→ Source excerpt:
Grig is a simple Ham Radio control (CAT) program based on the Ham Radio Control Libraries.
It is intended to be highly generic presenting the user to the same graphical user
interface regardless of which radio is being controlled.

Grig does not store any radio configuration, instead it takes a number of command line

-m, --model=ID
select radio model number; see --list

-r, --rig-file=DEVICE
set device of the radio, eg. /dev/ttyS0

-s, --speed=BAUD
set transfer rate (serial port only)

-c, --civ-addr=ID
set CI-V address (decimal, ICOM only)

-C, --set-conf=par=val[,par2=val2]
set additiional configuration parameters

-d, --debug=LEVEL
set hamlib debug level (0..5)

-D, --delay=VALUE
set delay between commands in msec (see below)

-n, --nothread
use timeout calls instead of thread (see below)

-l, --list
list supported radios and exit

-p, --enable-ptt
enable ptt control

-P, --enable-pwr
enable power status control

-h, --help
show a brief help message and exit

-v, --version
show version information and exit

Example: Start grig using YAESU FT-990 connected to the first serial port, using 4800 baud
and debug level set to warning:

grig -m 116 -r /dev/ttyS0 -s 4800 -d 3

or if you prefer the long options:

grig --model=116 --rig-file=/dev/ttyS0 --speed=4800 --debug=3

It is usually enough to specify the model ID and the DEVICE.

If you start grig without any options it will use the Dummy backend and set the debug
level to 0 (RIG_DEBUG_NONE). If you do not specify the transfer rate for the serial port,
the default serial speed will be used by the backend and even if you specify a value, it
can be overridden by the backend. If you omit the radio device (port) grig will use
/dev/ttyS0 or localhost if the selected radio is RPC-rig.


0 No debug, keep quiet.

→ Parts of the exercise:
1. In the grig manual text, which backend does grig use if it is started without any options?
2. Pick up the grig manual text right after its final line and keep writing it.

→ Data provided:
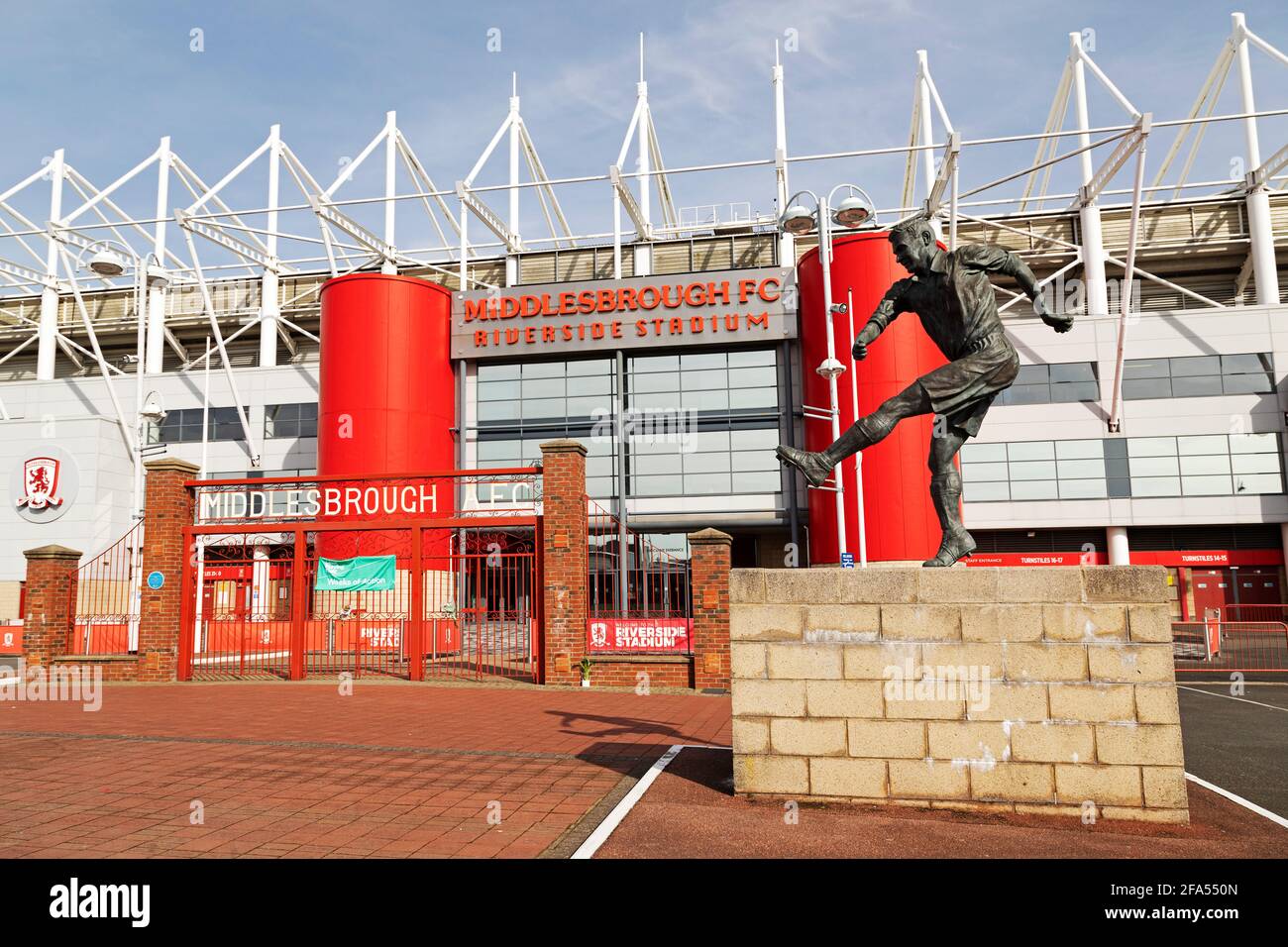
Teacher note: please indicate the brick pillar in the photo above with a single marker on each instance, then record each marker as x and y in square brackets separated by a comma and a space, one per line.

→ Written responses:
1. The Dummy backend.

2.
1 Serious bug.
2 Error case (e.g. protocol, memory allocation).
3 Warnings.
4 Verbose information.
5 Trace.

Grig has its own debug message handler, which will manage messages from hamlib too. The
messages are printed to STDERR by default but they can be redirected to a file. In bash
shell you would write something like:

grig [options] 2> grig.log

You can then use the Message Window in the View menu to view these messages. The debug
messages printed by grig a formatted in a structured way with each line containing both
time, source and level of the message. Each field is separated with ;; so you can also
import the log file into a spread sheet for further analysis.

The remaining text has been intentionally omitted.